Work instructions
Copy exactly the stretch of data below from the line with "Return one point per instance of the gravel" through the line with "pixel 117 256", including both of those lines.

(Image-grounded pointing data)
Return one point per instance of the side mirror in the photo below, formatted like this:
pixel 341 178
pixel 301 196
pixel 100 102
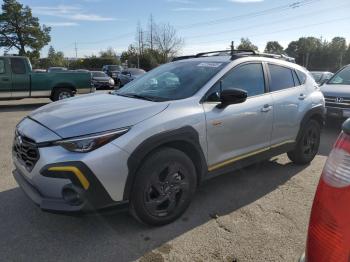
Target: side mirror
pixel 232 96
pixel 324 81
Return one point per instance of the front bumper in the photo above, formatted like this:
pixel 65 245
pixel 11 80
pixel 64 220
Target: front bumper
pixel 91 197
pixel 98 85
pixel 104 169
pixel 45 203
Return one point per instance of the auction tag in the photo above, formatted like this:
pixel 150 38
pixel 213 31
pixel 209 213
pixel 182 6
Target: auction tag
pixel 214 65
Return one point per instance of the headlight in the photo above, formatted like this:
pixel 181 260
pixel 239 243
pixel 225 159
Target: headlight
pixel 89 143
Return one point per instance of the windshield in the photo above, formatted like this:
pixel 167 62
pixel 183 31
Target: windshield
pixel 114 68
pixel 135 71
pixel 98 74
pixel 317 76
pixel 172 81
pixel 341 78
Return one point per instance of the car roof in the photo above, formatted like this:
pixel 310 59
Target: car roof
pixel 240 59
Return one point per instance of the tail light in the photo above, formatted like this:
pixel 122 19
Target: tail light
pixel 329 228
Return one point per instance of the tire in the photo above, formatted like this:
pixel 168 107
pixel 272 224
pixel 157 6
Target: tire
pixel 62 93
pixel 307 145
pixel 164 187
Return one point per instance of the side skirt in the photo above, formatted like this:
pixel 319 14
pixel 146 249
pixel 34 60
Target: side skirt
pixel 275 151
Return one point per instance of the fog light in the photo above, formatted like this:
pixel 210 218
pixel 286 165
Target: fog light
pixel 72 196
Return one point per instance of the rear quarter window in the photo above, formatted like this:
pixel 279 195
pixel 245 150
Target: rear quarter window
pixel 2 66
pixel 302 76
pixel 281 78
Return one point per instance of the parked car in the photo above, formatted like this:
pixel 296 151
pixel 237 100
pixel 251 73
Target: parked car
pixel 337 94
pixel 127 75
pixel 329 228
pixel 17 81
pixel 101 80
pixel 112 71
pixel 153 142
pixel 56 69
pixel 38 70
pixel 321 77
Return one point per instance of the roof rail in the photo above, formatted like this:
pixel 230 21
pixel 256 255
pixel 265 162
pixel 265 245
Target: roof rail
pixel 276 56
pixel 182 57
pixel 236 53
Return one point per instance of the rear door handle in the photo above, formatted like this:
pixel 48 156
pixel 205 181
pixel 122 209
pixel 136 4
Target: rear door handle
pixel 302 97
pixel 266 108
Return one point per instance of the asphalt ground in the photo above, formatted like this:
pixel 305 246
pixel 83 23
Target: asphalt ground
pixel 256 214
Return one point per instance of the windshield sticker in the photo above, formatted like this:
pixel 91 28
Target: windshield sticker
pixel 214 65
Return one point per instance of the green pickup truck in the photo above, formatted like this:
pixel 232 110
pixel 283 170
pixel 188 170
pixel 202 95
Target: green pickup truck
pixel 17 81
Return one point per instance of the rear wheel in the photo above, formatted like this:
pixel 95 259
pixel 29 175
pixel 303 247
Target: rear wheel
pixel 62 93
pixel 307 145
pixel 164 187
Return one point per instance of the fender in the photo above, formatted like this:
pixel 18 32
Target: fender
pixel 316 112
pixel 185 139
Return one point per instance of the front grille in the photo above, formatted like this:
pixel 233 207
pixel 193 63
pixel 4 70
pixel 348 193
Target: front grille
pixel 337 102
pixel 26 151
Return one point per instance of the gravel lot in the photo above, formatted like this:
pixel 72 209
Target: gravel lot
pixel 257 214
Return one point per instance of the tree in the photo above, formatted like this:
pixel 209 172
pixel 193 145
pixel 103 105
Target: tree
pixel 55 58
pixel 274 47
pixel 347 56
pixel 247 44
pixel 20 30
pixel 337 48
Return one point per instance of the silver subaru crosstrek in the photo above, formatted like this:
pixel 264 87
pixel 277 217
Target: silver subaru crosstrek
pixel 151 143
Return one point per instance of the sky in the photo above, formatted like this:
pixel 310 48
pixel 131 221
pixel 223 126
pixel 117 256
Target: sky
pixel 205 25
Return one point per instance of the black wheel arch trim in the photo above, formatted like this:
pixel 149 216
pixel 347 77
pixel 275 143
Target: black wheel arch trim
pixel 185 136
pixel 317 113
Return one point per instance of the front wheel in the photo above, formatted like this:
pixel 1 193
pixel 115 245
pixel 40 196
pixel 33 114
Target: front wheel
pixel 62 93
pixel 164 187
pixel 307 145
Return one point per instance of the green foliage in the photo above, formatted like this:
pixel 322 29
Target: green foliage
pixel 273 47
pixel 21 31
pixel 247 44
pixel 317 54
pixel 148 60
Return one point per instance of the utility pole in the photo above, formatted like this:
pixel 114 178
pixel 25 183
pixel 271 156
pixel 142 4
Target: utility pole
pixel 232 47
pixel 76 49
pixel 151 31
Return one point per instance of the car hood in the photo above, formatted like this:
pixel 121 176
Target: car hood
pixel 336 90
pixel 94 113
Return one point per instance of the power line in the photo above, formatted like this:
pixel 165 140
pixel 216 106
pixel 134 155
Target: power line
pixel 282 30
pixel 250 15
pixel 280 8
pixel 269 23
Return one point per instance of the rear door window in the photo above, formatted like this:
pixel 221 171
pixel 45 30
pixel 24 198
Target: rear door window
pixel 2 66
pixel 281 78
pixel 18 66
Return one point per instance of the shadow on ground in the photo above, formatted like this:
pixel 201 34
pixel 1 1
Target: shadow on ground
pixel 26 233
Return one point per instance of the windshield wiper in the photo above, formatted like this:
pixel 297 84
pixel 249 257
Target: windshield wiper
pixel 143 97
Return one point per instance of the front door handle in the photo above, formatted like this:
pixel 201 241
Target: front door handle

Your solution
Return one point per instance of the gravel lot in the photo above, formatted like this:
pixel 72 209
Target: gravel lot
pixel 257 214
Return one point per instance of the tree in the photo above, formatted like this:
pixel 209 172
pixel 193 145
pixel 103 105
Target: tree
pixel 55 58
pixel 274 47
pixel 347 56
pixel 247 44
pixel 20 30
pixel 337 48
Return one point per instance of the silver subaru crosstrek in the photo above, formatted like this:
pixel 264 87
pixel 277 217
Target: silver subaru crosstrek
pixel 151 143
Return one point per instance of the sky in the photo above, formatted like this:
pixel 310 48
pixel 131 221
pixel 223 126
pixel 117 256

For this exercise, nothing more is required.